Nothing in the records may be changed; retype them in full.

[Collected data entries]
______________________________

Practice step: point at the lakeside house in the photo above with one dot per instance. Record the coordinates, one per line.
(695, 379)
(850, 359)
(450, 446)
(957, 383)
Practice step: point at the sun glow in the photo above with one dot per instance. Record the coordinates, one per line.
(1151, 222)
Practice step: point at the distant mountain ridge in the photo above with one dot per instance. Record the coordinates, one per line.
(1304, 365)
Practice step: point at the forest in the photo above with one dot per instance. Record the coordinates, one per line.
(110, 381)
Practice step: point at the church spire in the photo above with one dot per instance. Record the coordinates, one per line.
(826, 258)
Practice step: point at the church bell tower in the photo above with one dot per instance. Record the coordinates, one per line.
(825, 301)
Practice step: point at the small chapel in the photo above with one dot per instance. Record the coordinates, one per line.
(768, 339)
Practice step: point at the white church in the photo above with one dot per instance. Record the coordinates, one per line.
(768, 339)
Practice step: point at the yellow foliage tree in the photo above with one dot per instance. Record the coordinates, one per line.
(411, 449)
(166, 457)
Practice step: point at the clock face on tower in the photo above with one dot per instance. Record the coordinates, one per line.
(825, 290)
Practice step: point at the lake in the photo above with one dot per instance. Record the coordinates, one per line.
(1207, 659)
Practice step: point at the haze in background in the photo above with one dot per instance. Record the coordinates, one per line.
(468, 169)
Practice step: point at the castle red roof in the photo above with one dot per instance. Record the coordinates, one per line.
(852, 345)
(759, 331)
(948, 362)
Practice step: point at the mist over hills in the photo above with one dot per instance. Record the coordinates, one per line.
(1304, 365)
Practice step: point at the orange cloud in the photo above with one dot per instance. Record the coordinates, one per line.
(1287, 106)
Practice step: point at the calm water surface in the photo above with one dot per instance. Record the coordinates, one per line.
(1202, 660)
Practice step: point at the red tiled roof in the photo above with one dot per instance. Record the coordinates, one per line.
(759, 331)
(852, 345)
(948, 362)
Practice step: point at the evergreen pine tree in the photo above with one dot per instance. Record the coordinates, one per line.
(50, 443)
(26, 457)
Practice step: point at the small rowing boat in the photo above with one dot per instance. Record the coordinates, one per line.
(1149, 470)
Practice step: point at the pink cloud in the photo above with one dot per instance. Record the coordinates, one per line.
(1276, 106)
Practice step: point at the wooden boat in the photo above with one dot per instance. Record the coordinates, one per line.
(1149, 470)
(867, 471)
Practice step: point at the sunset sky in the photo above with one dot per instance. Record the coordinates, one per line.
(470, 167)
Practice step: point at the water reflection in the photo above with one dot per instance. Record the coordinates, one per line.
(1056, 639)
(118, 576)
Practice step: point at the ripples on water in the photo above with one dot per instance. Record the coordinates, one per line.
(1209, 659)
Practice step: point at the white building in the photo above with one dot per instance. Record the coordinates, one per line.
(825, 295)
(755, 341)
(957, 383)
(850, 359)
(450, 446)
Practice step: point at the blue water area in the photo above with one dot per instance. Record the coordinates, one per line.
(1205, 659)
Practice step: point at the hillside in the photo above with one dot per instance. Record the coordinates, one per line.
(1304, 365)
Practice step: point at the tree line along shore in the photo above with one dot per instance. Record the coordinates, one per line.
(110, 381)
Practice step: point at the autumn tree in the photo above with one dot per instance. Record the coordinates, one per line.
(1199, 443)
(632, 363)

______________________________

**PROBLEM SOLUTION:**
Practice step: point at the lakeside house in the photo above with one dot per instance. Record the coordinates, one per line.
(695, 379)
(850, 359)
(450, 446)
(957, 383)
Practice step: point at the sun glow in the photo above with one dot per instance. Record the coordinates, one per line.
(1151, 222)
Practice step: point at the distant mountain ridge in the photo above with one dot per instance. Record the coordinates, one per line.
(1304, 365)
Practice step: point at the forest in the photo above with one dot per instance. Record the coordinates, one per line.
(110, 381)
Practice step: point at the church spire in the photo above with one dot per instance. Record the coordinates, one per line.
(826, 258)
Practice step: point at the church bell tower in the photo above with one dot per instance. Record the coordinates, one per line.
(825, 301)
Practice step: point at the small chapel in the photo above with one dot per instance. Record the coordinates, one per line.
(768, 339)
Practice step: point at the white church in the photo above with one dot per instance. Record the coordinates, one per line.
(768, 339)
Practice step: point at the yellow foliage tree in the photo above with one dot per instance. Record the coordinates, one per line.
(411, 449)
(166, 457)
Practice step: point at the clock face on tower in the photo above with one dot per instance. Record the coordinates, one per line.
(825, 290)
Practice step: point at the lake in the photo above with one dot per instance. Record the coordinates, one per line.
(1207, 659)
Practice step: point at the haze in background in the photo above with one dot per instance. Record the coordinates, one per line.
(468, 169)
Practice step: point at the castle red roof in the photo above with one dot per instance. Record the coordinates, one per line.
(852, 345)
(759, 331)
(948, 362)
Practice step: point at the mist over hills in the photo above with one dot per instance. Record the coordinates, one per line.
(1304, 365)
Practice step: point at the orange cloud in the photo above with one dot per instance. Record the coordinates, one per line.
(1287, 106)
Practice step: point at the calm water surface in the photo above with one dot per instance. Record the coordinates, one per line.
(1202, 660)
Practice step: point at the red tiled roof in the photo above with one dot per instance. Record the coordinates, one per line.
(759, 331)
(852, 345)
(948, 362)
Practice step: point at the evergreen pine tree in the photo above with one dot per instance. Record the coordinates, one per line.
(50, 443)
(26, 457)
Practice step: point at the small rowing boat in the photo above with one dot per instance. Record the coordinates, one per line.
(1149, 470)
Practice step: point at the pink cloud in the photo above with one dot per instance. Record the coordinates, one per line.
(1276, 106)
Practice step: point at the wooden boat in the photo above with one dot per instance. Record the coordinates, one per line.
(1149, 470)
(867, 471)
Practice step: point at the sunset sky in the photo above with one dot per instance. Record the coordinates, one per line.
(470, 167)
Practice step: point at the water reflection in the photo above with one dot per instance. Record the coordinates, one per line.
(1056, 639)
(118, 576)
Practice step: point at the ripples on water in the photo above with one dot per instance. Record the coordinates, one per line.
(1209, 659)
Practice step: point at the white building in the photo above with one dot per instance. Record the coordinates, one per line.
(825, 295)
(755, 341)
(957, 383)
(850, 359)
(450, 446)
Practice step: point at the blue water area in the photo above with one dot per instance. Record the coordinates, one per line.
(1205, 659)
Practice step: point at the hillside in the photo above with one dot per instance. Record the coordinates, one per line.
(1304, 365)
Practice step: point at the tree line along shore in the photo above with one dot per instance. Record the coordinates, one per line.
(110, 381)
Practice step: point at the autumn tree in the photo above with one dot per instance. Record the coordinates, one per line.
(1199, 443)
(632, 363)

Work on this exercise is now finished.